Problem to solve: Convert the rows below, from the line with "Could you please spot the man's nose" to the line with "(1065, 156)" (both ends included), into a Markdown table with two columns, Number and Text, skipping any blank lines.

Records for the task:

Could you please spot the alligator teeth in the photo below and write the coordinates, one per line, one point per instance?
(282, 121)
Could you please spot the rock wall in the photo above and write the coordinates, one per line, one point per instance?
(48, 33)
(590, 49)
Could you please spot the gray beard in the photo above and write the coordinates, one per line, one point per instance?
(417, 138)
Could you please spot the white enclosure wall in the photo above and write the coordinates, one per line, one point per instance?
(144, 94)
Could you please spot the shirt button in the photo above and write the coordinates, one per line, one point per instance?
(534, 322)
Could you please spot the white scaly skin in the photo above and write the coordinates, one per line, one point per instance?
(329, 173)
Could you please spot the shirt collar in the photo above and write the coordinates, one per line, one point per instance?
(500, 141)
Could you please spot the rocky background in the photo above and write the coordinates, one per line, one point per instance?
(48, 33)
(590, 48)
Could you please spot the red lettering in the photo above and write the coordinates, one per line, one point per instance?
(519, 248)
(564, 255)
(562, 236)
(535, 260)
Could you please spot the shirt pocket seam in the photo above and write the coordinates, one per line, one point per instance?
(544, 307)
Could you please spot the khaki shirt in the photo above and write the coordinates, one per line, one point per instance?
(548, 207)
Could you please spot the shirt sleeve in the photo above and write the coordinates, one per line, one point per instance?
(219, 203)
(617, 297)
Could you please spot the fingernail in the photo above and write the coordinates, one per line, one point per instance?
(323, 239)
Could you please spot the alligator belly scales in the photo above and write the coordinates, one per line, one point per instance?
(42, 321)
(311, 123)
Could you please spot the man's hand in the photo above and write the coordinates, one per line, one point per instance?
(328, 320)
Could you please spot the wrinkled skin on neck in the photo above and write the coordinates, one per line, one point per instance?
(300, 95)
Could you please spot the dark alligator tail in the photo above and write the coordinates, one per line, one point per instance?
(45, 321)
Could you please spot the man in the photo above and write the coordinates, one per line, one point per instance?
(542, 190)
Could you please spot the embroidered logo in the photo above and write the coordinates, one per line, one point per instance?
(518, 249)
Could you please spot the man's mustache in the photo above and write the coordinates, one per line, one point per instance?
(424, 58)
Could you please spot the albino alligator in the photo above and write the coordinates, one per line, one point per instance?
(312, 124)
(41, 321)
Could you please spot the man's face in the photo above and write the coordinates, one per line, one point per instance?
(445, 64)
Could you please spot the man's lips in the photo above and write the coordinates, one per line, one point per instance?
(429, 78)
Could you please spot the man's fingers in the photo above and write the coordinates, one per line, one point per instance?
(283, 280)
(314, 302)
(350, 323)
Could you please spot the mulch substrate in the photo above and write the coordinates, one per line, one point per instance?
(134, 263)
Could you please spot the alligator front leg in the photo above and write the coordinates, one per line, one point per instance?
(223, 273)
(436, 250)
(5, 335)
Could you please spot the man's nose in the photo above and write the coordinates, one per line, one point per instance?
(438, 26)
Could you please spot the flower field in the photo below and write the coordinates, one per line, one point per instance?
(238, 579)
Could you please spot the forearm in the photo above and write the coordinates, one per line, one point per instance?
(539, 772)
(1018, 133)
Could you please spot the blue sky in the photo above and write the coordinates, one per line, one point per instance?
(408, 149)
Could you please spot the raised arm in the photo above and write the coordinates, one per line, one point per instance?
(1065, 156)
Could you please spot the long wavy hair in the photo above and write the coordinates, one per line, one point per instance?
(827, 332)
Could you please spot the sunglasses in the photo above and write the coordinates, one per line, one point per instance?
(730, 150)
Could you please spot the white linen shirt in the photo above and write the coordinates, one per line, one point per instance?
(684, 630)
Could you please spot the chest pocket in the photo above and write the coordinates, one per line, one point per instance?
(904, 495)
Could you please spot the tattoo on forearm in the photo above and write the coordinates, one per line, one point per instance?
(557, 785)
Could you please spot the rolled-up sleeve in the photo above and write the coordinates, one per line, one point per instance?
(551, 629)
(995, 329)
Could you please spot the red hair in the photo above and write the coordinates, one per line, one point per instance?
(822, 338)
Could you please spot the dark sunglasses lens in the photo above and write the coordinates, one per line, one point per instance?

Result of the exercise:
| Number | Text |
|---|---|
| 1 | Could you please spot the man's nose in the photo above and write the coordinates, one per line, one point per instance? |
| 2 | (438, 26) |
| 3 | Could you please spot the flower field in the photo below and write the coordinates, one per line, one point per instance? |
| 4 | (238, 579) |
| 5 | Could you please spot the forearm in the photo above and write the coordinates, one per line, one point per instance? |
| 6 | (539, 772) |
| 7 | (1018, 133) |
| 8 | Could you please spot the blue sky in the photo above and write the coordinates, one per line, one point per instance? |
| 9 | (408, 149) |
| 10 | Could you please spot the raised arm in the photo above and write the coordinates, one per line, one point per instance? |
| 11 | (1065, 156) |